• Problem to work on:
Can you rewrite every line of the records below, requests included, with each point coordinate in the answers offset by -7?

• Data for this task:
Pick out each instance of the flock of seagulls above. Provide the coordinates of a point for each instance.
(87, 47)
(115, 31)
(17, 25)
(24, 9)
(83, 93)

• Written solution:
Pick out each instance of the flock of seagulls above. Provide the coordinates of a point for each instance.
(80, 40)
(108, 24)
(10, 18)
(17, 2)
(76, 86)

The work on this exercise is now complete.